### THE PROBLEM
Write the next part of the passage below on the chakras of the Wessex Temple, starting right after its last sentence.

### SOURCE EXTRACT
════

Although not the centre of the Throat Chakra, the massive King Alfred’s tower, finished in 1772 with masonic precision by Henry Flitcroft, an assistant architect to a conversion at 10 Downing Street, is the natural calling place today. Here at Stourhead we enter an eighteenth-century world of nouveau-riche bankers, masonic links between key political families, and a rash of columns and obelisks at significant points across the chakras of the Wessex Temple.
[Picture: Jürgen Matern - own work (JMatern_060808_1518-1521_WC.jpg), CC BY-SA 3.0, https://commons.wikimedia.org/w/index.php?curid=2702512]
Alfred’s Tower is near 'Egbert's Stone' ‘where it is believed that Alfred the Great, King of Wessex, rallied the Saxons in May 878 before the important Battle of Edington.
Alfred was particularly remembered as the founder of the English and the source of the idea of national empire at a time when England was founding a new British Empire in India and North America. William Pitt the first Earl of Chatham, had lands at Burton Pynsent at the Root Chakra, the site of another massive column with a sight-line to Alfred’s Tower. Pitt was MP for the burgeoning masonic Bath of Architect John Wood, and the relationship between that city and the Wessex Temple calls for more research. Here great families with national influence in the capital London had their country houses and estate in the Wessex landscape. Their obelisks, often on sighting lines between themselves, constituted another set of geomantic acupuncture points which raise questions about their true purpose in the power struggles of the eighteenth and nineteenth centuries. Was the temple and its energy system known about by the eighteenth century grandees and did they seek to influence national matters in some esoteric means?
Before we all join Mr Dashwood’s Hell Fire Club to check these ideas out, best to press on via the Alta Major of Cley Hill and the Brown Centre of Edington to the other part of the Brow recognized by many as a chakra on its own, the Third Eye. This Chakra is a zodiacal circle eighteen miles across centred on a small obscure bridge, Scales Bridge [Rushall, derived from a word suggestively meaning ‘apex of a round house’], intriguingly always identified on all the large-scale maps of Wiltshire. Many nationally and locally significant sites run round the circumference like earls on a necklace: Devizes Castle [near the village of Roundway], Avebury Henge and Silbury Hill, Marlborough [and Merlin’s Mound, Marlborough College. CY], Savernake Forest, Ludgershall Castle, Amesbury Priory, Stonehenge [and Woodhenge, Durrington Walls henge], Rollestone Church and St Joan a Gores Cross. Two thirds of the enclosed circle is occupied by the inaccessible military installations of Salisbury Plain and a large part of our standing army. In the northern third is Pewsey Vale, peppered with many small parishes and pre- reformation Churches providing their own zodiacal mysteries.

════

### AVAILABLE DATA

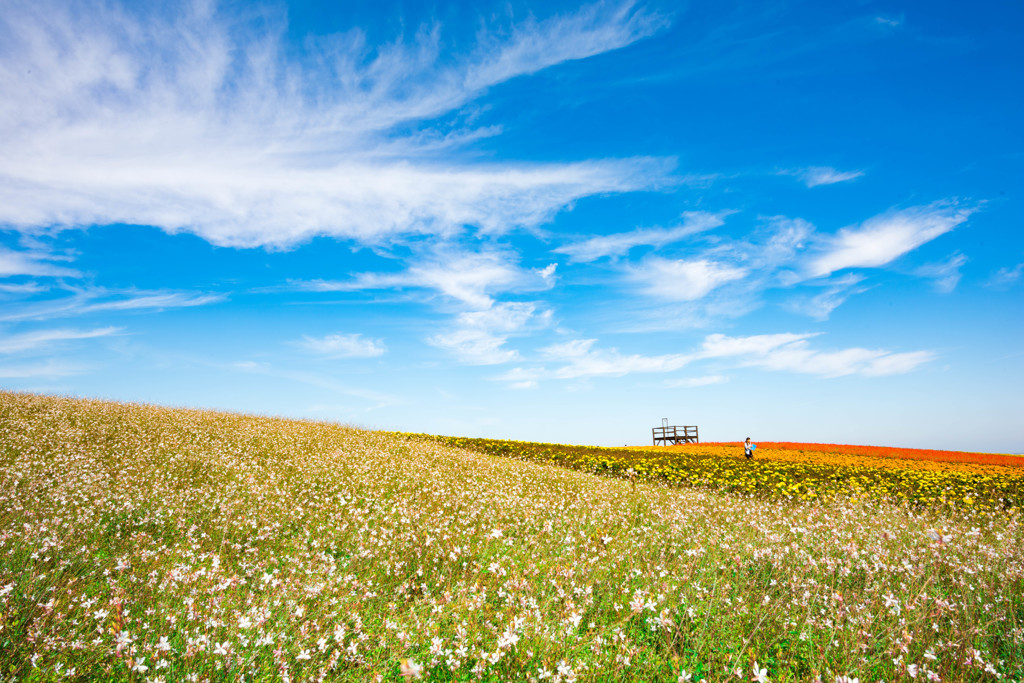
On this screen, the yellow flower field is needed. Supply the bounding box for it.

════

### SOLVED PROBLEM
[It has been demonstrated that when these churches are laid out in a map, it equates with the map of the major constellations of the Milky Way, with no spare churches. Thus Milk Hill overlooking the villages of Alton Bartnes and Alton Priors, also indicates the significance of the Pewsey Vale in this way, with Bishops Cannings at the position of the 13th sign of Arachne, believed to be a symbolic point for alchemical pilgrimage relating to the stars ‘as above so below’].
It is in this northern area over the last twenty years that more crop circles have appeared than in anywhere else in the world. [near Alton Barnes/Alton Priors, source of the River Avon, and where there are signs of there having been a Megalithic stone circle in the church foundations.]
Ruth White identifies the Third Eye Chakra not as a psychic centre (for her that is more the Solar Plexus) but one characterized by Beauty, Justice, Guardianship and Transformation. Beauty, as in sacred geometry (Stonehenge, Avebury and the twelve- fold Zodiacal Pattern); Justice, as in the Zodiac around the appositely named Scales Bridge; Balance between church and castle, modern army and sacred site, war and peace; guardianship as in the army today, but also the ancient abbeys and priories of Avebury, Upavon and Amesbury, and the castle s of Devizes, Ludgershall and Marlborough [with Merlin’s Mound at Marlborough College]; and Transformation, as in the deep ‘insights’ of crop circles and their increasing relevance as beacons for changing world consciousness. This has been Third Eye country for a very long time.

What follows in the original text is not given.